#### DOCUMENTO ####
Apesar de me parecer uma análise altamente perspicaz, ela não aprofunda uma questão essencial, que é a da identificação desses indivíduos com tais ideais. Isto é, o que faz alguém definir quais ideias fazem mais ou menos sentido? Quais elementos internos estão por trás da escolha por um ideal? O que motiva alguém abraçar uma causa? Eu iniciei esse texto desfazendo a crença na racionalidade, porque se fosse algo puramente racional, possivelmente teríamos mais homogeneidade no pensar. Aqui eu entro com outra importante contribuição, a de Mauro Lasi, doutor em Serviço Social (UFRJ). Menciono aqui um ensaio escrito por Lasi em 2018, intitulado “A psicologia de massas do fascismo ontem e hoje: por que as massas caminham sob a direção de seus algozes?” Lasi percorre as teses sobre a origem do fascismo, escritas por Wilhelm Reich (1897-1957), psicólogo e psicanalista, que quando jovem fora assistente de Freud. Reich estudou o fascismo, mas não somente isso, ele foi perseguido por sua ascendência judaica. Em 1933 publicou “A psicologia das massas do fascismo”, obra em que procurou justamente tentar explicar como a classe trabalhadora, oprimida e explorada, aderiu o nacionalismo fascista em vez de promover a revolução. Os marxistas de então imaginavam que a crise que se instalara na Europa entre 1923 e 1933, inevitavelmente conduziria as classes trabalhadores aos ideais de esquerda, mas Reich defendia que não existe necessariamente uma relação entre crise econômica e ideologia. Segundo ele, o próprio Marx não compreendia que as condições materiais determinassem a consciência de classe.

O fascismo, segundo Reich, no caso da sociedade alemã, teria se beneficiado da formação educacional burguesa calcada em dois pilares: um arranjo familiar baseado na repressão aos impulsos sexuais; e o caráter da “classe média baixa”. O resultado dessa combinação é “o conservadorismo, o medo a liberdade, em resumo, a mentalidade reacionária”. Para não me estender muito por aqui, para Reich “o fascismo, na sua forma mais pura, é o somatório de todas as reações irracionais do caráter do homem médio”. Ou seja, estamos falando de uma sociedade que recorre ao chamamento da ordem, porque no processo de interiorização das relações sociais fomos marcados por uma moral castradora (Nietzsche).
#### MATERIAL FORNECIDO ####
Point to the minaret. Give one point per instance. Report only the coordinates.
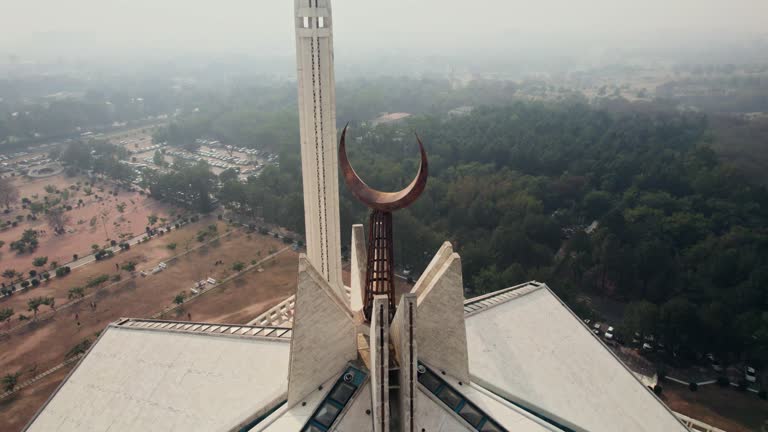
(317, 118)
####
§ **TAREFA A REALIZAR**:
Indique se cada afirmação concorda com o texto sobre Reich e o fascismo, respondendo sim ou não e citando literalmente as palavras do texto que decidem: (a) Reich publicou "A psicologia das massas do fascismo" em 1933; (b) Reich defendia que a crise econômica leva necessariamente à ideologia de esquerda; (c) Mauro Lasi é doutor em Psicologia. O material não é necessário aqui.

§ **RESPOSTA**:
(a) Sim: «Em 1933 publicou “A psicologia das massas do fascismo”»
(b) Não: «Reich defendia que não existe necessariamente uma relação entre crise econômica e ideologia»
(c) Não: «Mauro Lasi, doutor em Serviço Social (UFRJ)»